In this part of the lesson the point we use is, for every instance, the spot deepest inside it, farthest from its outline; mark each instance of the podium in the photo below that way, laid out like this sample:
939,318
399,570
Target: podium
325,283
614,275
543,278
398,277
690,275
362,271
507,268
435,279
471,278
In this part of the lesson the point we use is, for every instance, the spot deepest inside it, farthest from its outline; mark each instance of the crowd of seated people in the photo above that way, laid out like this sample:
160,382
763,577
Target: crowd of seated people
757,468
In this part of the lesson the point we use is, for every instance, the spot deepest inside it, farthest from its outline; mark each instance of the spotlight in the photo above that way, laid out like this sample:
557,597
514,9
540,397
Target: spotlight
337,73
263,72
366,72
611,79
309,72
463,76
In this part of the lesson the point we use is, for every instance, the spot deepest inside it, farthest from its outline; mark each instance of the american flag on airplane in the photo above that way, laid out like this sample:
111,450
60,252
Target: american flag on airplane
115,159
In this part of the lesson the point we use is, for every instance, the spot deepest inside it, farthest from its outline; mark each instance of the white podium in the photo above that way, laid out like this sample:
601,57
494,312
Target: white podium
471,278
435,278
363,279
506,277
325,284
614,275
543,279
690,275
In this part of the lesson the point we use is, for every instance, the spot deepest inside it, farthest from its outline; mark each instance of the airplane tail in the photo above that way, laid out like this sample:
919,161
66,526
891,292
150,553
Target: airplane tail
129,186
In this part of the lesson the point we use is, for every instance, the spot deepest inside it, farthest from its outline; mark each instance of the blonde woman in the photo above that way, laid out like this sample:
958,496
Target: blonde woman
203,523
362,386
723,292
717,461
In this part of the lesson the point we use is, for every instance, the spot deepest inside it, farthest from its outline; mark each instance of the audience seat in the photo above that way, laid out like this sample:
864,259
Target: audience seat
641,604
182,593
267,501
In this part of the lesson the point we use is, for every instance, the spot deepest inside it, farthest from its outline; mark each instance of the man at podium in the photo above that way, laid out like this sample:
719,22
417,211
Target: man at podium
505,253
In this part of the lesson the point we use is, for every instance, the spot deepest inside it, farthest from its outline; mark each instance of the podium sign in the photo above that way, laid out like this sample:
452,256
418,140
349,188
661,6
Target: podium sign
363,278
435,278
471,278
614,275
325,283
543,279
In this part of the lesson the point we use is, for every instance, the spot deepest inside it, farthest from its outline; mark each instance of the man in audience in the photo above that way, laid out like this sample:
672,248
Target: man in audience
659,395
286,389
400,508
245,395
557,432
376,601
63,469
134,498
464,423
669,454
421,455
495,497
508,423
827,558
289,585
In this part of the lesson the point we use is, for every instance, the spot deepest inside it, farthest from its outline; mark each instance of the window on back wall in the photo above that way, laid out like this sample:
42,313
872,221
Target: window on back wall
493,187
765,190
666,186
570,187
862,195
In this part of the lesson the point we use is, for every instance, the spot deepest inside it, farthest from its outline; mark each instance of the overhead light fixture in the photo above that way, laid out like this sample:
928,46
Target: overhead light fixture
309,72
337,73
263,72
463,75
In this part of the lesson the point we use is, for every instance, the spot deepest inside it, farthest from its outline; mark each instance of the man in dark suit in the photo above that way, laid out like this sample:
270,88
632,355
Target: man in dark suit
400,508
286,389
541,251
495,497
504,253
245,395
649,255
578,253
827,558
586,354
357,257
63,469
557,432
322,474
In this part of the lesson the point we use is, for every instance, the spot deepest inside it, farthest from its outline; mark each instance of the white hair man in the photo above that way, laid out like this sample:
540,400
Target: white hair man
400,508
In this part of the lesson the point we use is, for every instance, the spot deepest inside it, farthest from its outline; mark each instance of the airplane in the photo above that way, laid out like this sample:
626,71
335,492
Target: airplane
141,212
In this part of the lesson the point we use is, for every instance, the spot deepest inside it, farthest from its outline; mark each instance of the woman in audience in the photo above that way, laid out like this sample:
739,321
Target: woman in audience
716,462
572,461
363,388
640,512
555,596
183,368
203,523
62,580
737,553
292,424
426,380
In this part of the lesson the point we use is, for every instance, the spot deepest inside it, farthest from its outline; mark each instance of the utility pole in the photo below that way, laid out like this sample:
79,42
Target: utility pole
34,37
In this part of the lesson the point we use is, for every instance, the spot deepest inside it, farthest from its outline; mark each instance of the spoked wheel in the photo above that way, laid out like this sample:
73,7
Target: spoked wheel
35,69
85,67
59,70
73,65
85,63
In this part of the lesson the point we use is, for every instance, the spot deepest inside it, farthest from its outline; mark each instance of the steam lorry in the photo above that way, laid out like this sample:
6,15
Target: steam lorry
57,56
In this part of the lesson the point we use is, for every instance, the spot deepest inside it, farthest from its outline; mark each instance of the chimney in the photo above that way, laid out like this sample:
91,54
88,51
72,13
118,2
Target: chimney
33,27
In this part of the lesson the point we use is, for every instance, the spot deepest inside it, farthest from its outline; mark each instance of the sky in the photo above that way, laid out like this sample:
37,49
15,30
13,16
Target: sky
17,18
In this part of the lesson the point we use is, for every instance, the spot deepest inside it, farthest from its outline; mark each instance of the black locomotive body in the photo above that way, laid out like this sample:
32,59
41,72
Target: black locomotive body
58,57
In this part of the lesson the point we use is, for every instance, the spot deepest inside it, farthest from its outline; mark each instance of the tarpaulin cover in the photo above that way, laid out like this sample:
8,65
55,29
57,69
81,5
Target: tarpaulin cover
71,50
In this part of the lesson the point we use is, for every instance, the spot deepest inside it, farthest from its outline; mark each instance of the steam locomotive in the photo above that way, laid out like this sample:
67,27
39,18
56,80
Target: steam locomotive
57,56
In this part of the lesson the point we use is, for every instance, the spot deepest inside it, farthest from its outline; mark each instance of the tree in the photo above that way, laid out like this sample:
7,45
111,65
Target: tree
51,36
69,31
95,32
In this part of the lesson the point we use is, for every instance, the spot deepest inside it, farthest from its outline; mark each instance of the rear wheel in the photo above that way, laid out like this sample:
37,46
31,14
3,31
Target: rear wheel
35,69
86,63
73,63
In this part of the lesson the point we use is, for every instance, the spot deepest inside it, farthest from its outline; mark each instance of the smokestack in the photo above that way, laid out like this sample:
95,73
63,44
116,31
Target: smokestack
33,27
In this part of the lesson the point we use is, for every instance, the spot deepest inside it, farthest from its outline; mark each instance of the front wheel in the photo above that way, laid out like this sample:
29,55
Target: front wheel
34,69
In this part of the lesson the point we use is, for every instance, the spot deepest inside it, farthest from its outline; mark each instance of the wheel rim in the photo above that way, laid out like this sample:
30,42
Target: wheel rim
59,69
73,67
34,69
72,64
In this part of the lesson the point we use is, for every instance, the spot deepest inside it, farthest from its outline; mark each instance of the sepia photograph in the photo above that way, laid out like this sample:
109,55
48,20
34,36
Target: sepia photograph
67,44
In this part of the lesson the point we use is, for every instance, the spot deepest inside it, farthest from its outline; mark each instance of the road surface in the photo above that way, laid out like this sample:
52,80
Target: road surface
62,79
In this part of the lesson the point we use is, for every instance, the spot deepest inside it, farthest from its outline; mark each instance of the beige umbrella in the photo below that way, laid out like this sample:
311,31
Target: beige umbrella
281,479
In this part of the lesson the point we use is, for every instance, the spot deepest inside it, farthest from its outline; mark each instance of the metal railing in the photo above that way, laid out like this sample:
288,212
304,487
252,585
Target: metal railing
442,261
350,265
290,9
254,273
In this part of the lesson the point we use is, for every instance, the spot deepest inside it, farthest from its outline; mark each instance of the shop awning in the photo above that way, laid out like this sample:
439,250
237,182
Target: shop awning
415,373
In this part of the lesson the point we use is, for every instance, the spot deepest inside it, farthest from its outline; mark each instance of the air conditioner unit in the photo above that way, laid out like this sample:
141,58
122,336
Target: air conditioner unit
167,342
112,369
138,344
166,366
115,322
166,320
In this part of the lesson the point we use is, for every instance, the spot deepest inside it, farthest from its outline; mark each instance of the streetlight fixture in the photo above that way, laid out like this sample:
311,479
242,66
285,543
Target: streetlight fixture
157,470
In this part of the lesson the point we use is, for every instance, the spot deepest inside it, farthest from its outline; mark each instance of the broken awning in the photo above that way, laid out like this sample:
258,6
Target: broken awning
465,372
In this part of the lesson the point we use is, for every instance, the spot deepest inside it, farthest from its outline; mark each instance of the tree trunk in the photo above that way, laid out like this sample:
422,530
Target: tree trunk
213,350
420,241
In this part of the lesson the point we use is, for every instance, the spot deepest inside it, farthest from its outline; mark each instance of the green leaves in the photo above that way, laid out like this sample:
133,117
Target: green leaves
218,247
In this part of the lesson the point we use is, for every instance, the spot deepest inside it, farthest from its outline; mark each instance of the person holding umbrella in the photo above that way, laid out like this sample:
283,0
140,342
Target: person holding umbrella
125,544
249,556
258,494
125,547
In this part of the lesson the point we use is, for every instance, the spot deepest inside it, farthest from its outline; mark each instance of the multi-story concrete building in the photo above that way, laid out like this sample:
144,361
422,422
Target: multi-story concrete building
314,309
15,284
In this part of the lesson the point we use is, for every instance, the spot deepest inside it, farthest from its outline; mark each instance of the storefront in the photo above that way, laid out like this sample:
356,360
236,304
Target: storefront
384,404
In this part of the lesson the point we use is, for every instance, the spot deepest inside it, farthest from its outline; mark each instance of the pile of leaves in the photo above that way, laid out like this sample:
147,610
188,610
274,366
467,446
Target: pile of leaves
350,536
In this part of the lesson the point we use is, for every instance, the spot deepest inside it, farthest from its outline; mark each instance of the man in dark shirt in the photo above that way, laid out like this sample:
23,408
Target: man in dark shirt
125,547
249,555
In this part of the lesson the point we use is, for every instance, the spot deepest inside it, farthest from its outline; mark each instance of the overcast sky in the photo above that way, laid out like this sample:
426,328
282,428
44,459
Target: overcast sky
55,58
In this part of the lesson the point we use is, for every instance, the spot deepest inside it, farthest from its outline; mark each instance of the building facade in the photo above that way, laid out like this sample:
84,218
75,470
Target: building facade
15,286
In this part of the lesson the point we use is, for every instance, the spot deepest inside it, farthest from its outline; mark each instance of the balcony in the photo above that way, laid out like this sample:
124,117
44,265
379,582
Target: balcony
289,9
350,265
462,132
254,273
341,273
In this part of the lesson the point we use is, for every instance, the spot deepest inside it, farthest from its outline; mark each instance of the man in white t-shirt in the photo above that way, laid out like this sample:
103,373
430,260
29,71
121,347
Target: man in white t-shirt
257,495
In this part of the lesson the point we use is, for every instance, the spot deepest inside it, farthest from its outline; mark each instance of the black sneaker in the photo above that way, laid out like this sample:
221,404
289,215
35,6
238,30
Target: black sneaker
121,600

○ ○ ○ ○ ○ ○ ○

Exercise aim: Give the lines exactly as they stand, from the line with "white t-shirt in" through the end of the material.

The answer:
In this part of the lesson the point we use is, for every instance, the spot deepest inside it, farthest from its outline; mark each instance of the man in white t-shirt in the photo above that way, laid out like this sample:
103,373
430,260
29,71
121,347
Target: man in white t-shirt
257,495
In this part of the lesson the point we use is, for every instance, the spot deepest inside it, farthest from its outline; mark each instance of the black sneaker in the photo above that way, laid out like this sample:
221,404
289,215
35,6
238,30
Target: black sneaker
121,600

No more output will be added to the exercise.